Provided records ▸
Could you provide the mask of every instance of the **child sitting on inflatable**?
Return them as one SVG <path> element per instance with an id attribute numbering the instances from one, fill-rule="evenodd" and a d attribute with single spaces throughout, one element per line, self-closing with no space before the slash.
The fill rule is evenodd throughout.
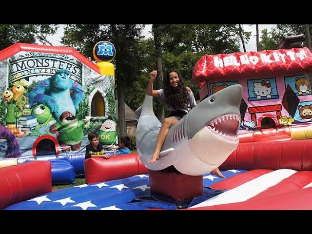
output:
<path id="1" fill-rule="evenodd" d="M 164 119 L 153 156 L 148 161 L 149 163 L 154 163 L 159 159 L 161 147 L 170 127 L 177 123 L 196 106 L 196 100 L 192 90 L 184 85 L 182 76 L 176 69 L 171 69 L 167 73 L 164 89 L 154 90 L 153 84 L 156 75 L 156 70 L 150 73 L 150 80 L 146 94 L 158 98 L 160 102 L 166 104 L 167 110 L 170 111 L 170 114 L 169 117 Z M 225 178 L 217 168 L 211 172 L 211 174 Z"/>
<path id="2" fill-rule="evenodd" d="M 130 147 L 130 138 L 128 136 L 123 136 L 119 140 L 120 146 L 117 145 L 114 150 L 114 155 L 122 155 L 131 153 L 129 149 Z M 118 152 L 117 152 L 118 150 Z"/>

Requirements ▸ Reproduce all of the lines above verbatim, leaving out the picture.

Final answer ▸
Could you provide the mask of every instance of the **child sitting on inflatable**?
Return them as one SVG <path> element per instance with an id attribute numbering the instances from one, fill-rule="evenodd" and a d attribute with single spaces throughout, one element per line, self-closing with no space before the slash.
The fill rule is evenodd throughout.
output:
<path id="1" fill-rule="evenodd" d="M 164 119 L 153 156 L 148 161 L 149 163 L 154 163 L 159 159 L 161 147 L 170 127 L 177 123 L 196 106 L 196 100 L 192 90 L 184 85 L 182 76 L 176 69 L 171 69 L 167 73 L 164 89 L 154 90 L 153 84 L 156 75 L 156 70 L 150 73 L 150 80 L 146 94 L 158 98 L 160 102 L 166 104 L 167 110 L 170 111 L 170 114 L 169 117 Z M 225 178 L 217 168 L 211 172 L 211 174 Z"/>
<path id="2" fill-rule="evenodd" d="M 130 147 L 130 138 L 128 136 L 123 136 L 119 140 L 120 146 L 117 145 L 114 150 L 114 155 L 122 155 L 131 153 L 129 149 Z M 118 152 L 117 152 L 118 150 Z"/>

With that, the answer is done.